Felipe de Edimburgo, el 'intruso' con la difícil tarea de ser consorte real
El duque de Edimburgo ha fallecido a los 99 años en el Castillo de Windsor, dejando viuda a la reina Isabel II
Isabel II nunca ha sido una persona que exprese sus sentimientos en público, pero durante su aniversario de bodas de oro hizo una excepción. Aquel 20 de noviembre de 1997, ante los 300 invitados que acudieron al almuerzo organizado en Banqueting House, dio las gracias a su marido: “No acepta fácilmente elogios, pero ha sido mi apoyo durante todos estos años. Yo, toda su familia, este y muchos otros países le debemos una deuda mayor de lo que jamás reclamaría o sabremos alguna vez”.
Hubo también alguna broma sobre la tendencia del duque de Edimburgo a expresar sus opiniones “de una manera directa”. En efecto, sus elocuentes comentarios sin filtro siempre dieron titulares. Pero si por algo debe ser recordado hoy es por las palabras que aquel día pronunció la monarca. Durante toda su vida, el príncipe Felipe desempeñó la difícil tarea de ser consorte real aportando a la monarquía británica uno de los periodos de máxima estabilidad.

• • • • •

# [Ejercicios propuestos]
1. Enumere, en el orden en que aparecen, todas las cantidades escritas con cifras en el texto sobre Felipe de Edimburgo.
2. Redacte la continuación del texto sobre Felipe de Edimburgo a partir de su última oración.

# [Información proporcionada]
• • • • •

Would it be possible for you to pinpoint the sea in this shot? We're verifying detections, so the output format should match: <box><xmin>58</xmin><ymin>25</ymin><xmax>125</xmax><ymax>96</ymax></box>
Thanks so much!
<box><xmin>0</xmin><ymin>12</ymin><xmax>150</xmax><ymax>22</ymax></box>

• • • • •

# [Respuestas esperadas]
1. 99, 20, 1997, 300

2.
En definitiva, su peculiar carácter siempre se compensó con su habilidad por saber ir dos pasos por detrás de la reina, algo que décadas atrás, cuando Isabel fue coronada, no era tan fácil de entender para un hombre de su generación, un hombre que ha muerto a los 99 años el 9 de abril en el Castillo de Windsor.
El 4 de mayo de 2017, un mes antes de cumplir los 96 años, el Palacio de Buckingham ya comunicó que el duque se retiraba de la vida pública, una decisión tomada por él mismo, pero con el apoyo de la soberana. Protagonizó su último acto en solitario el 2 de agosto de ese año, pasando revista durante un desfile de la Royal Navy en el palacio de Buckingham. En todo momento estuvo lloviendo, pero aguantó estoico bajo su bombín.
Felipe de Mountbatten, conde de Merioneth y barón de Greenwich, llegó a ser el consorte más longevo en la historia de la monarquía británica. Cumplió con 22.219 compromisos individuales, 637 visitas oficiales en el extranjero y 5.496 discursos. Uno de los últimos actos más significativos fue en julio de 2017 durante la histórica visita de Estado de los Reyes de España al Reino Unido. “Mi primer, mi segundo y definitivo empleo es estar siempre junto a la reina”, dijo hace algunos años.
En cuanto a su personalidad, mientras unos destacan su capacidad de gestión, organización y su amabilidad, otros aluden a su severidad señalando que jamás elogió a nadie cuando hacía algo bien, pues consideraba que solo cumplía con su deber. Lo que es indiscutible son sus grandes dosis de trabajo —hasta el último momento llegó a estar involucrado con alrededor de 800 organizaciones benéficas— y su papel modernizador para la monarquía.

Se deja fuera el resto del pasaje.